> _What needs to be done_: Only one range belongs in the answer: the line holding "Annotation task — pin every instance of the gabled" through the last line of the records, reproduced as is.

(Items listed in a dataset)
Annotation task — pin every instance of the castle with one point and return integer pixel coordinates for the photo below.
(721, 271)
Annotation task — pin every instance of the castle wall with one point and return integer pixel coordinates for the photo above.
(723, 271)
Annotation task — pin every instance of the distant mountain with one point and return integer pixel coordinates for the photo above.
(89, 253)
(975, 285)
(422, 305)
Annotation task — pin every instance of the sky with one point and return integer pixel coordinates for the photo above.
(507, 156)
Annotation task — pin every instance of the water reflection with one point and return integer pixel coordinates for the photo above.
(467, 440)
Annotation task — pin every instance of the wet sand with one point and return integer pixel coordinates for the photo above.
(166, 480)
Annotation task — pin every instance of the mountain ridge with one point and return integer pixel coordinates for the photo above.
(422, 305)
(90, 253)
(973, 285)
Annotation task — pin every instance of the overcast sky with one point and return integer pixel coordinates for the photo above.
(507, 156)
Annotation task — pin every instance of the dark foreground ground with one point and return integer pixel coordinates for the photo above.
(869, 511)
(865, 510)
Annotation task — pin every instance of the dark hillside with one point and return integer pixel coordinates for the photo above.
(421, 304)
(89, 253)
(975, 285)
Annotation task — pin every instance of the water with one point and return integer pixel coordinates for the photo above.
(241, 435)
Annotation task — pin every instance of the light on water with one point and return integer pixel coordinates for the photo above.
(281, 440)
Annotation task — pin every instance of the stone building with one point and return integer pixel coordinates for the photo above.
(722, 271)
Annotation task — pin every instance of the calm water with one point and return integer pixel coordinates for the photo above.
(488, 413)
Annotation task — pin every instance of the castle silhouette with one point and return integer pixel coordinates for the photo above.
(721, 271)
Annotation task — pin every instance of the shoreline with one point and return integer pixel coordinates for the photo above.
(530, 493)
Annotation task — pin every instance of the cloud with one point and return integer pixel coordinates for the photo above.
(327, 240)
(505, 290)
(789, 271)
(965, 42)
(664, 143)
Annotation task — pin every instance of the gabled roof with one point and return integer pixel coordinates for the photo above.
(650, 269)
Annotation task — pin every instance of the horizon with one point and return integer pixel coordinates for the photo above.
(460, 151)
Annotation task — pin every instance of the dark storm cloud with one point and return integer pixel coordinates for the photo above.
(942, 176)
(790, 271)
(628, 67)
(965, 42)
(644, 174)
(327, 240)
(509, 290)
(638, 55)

> _Task solution_:
Annotation task — pin every instance of the gabled roof with one point and return integer pixel coordinates for the photo above.
(650, 269)
Annotation task — pin every instance of the horizon with one point and return integer pixel coordinates for the photo above.
(460, 151)
Annotation task — pin every instance of the dark storm cloud with one point and return integer pixel coordinates for the photo above.
(942, 176)
(790, 271)
(628, 67)
(965, 42)
(644, 174)
(327, 240)
(509, 290)
(638, 55)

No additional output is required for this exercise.